**Entries**.
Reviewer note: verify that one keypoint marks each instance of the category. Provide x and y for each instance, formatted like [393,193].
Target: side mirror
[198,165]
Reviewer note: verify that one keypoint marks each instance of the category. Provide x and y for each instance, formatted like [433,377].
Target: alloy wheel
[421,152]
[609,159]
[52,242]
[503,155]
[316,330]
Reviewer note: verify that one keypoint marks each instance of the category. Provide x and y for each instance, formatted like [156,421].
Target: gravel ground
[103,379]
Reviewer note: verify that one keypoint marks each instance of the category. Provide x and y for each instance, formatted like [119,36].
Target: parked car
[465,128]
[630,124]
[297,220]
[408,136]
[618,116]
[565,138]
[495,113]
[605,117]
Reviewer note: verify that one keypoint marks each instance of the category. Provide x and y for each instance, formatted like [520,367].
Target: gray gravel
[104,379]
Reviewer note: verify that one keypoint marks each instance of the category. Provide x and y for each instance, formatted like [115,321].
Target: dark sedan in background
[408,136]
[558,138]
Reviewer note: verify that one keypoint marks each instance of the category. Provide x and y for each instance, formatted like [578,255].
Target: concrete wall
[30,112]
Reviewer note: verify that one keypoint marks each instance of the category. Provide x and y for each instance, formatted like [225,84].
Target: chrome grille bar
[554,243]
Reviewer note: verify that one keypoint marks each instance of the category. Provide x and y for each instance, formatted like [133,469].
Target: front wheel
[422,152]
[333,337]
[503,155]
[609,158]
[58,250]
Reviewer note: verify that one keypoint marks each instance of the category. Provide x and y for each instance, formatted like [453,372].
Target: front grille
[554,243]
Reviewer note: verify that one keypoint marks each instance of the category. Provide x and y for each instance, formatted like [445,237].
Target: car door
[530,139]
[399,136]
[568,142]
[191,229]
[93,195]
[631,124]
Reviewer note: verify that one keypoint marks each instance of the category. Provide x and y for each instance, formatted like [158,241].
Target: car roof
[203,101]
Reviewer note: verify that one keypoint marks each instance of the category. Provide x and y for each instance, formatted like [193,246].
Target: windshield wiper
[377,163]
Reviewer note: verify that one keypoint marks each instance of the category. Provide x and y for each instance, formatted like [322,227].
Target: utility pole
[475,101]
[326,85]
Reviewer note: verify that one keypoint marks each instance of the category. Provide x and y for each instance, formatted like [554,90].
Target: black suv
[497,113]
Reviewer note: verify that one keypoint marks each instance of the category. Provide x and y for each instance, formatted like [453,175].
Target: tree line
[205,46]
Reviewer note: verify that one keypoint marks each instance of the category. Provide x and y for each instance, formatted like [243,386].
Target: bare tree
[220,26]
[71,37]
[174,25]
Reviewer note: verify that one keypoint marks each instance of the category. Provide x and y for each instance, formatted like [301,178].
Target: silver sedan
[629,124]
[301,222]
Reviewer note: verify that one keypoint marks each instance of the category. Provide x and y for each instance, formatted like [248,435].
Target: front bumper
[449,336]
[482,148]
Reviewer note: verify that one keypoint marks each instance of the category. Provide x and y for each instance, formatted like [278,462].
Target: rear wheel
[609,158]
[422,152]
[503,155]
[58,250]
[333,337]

**Short problem**. Reproduce every item above word for word, in the same order, without adding, dropping, or changing anything.

**Answer in full**.
Reviewer note: verify that one keypoint marks each instance of the category. Provide x and y for each instance, formatted like [393,193].
Target: side mirror
[198,165]
Reviewer note: verify that one keypoint marks each instance of the category. Provide x and y for each instance, formatted like [433,377].
Target: alloy wheel
[421,152]
[609,159]
[52,242]
[503,155]
[316,330]
Reviewer note: verify that one keypoint marks each instance of the category. Provide x and y for each instance, formatted like [156,421].
Target: gravel ground
[103,379]
Reviewer note: verify that one keypoint marks each instance of the category. Provide x and y for each instance, formatted like [119,36].
Target: parked car
[465,128]
[630,124]
[297,220]
[408,136]
[618,116]
[565,138]
[495,113]
[605,117]
Reviewer note: verify that one keypoint marks each instance of the category. Provide x and y for each instance, formatted like [520,367].
Target: gray gravel
[104,379]
Reviewer note: verify that one keypoint marks each instance of the category. Provide x and y for each instance, formatted like [115,321].
Target: dark sedan in background
[408,136]
[558,138]
Reviewer note: verify that one keypoint marks each instance of the category. Provide x and y for each instance, formatted like [578,255].
Target: concrete wall
[30,112]
Reviewer note: verify that one keypoint marks each instance of the category. Provide x and y for each instance, formatted like [225,84].
Target: chrome grille bar
[554,243]
Reviewer note: verify that one keypoint marks each instance of the category. Provide x and y for each instance, formatted like [133,469].
Target: front wheel
[422,152]
[333,337]
[503,155]
[609,158]
[58,250]
Reviewer note: verify that one keypoint marks each instance of the category. Provide x and y for each instance, formatted like [453,372].
Target: front grille
[554,243]
Reviewer note: verify that one keypoint marks each instance of the category. Provide x and y for each instance, formatted like [445,237].
Target: car door
[530,139]
[399,136]
[568,142]
[191,229]
[93,195]
[631,124]
Reviewer note: verify that one keypoint marks each instance of the category. Provide x and y for each instance, formatted like [158,241].
Target: car roof
[203,101]
Reviewer note: verify that one keypoint marks each instance of the category. Provide x and y for each instance, formatted like [193,246].
Target: windshield wiper
[377,163]
Reviewer note: verify that one keypoint marks each instance of the category. Provide x and y for each instance, formatted like [322,227].
Target: utility pole
[475,101]
[326,85]
Reviewer note: verify that one keypoint marks each instance of the category. Provide x and y for each instance, formatted like [554,90].
Target: black suv
[497,113]
Reviewer note: verify that one keypoint marks each instance of the category. Provide x and y for each instance, formatted like [453,175].
Target: tree line
[205,46]
Reviewer note: verify that one keypoint marks each instance of the category. Provide x and y for each instance, formatted like [243,386].
Target: bare tree
[220,26]
[71,37]
[174,25]
Reviewer note: verify that one keypoint marks each instance of the category. Provide x and y for each instance, formatted like [301,178].
Target: silver sedan
[629,124]
[301,222]
Reviewer note: verify that one keypoint marks each instance of the category. Provide x and y for each instance, formatted like [248,435].
Target: front bumper
[449,336]
[482,148]
Reviewer note: verify that one keypoint marks each instance of the category. Provide x and y for each instance, formatted like [278,462].
Target: rear wheel
[609,158]
[422,152]
[503,155]
[58,250]
[333,337]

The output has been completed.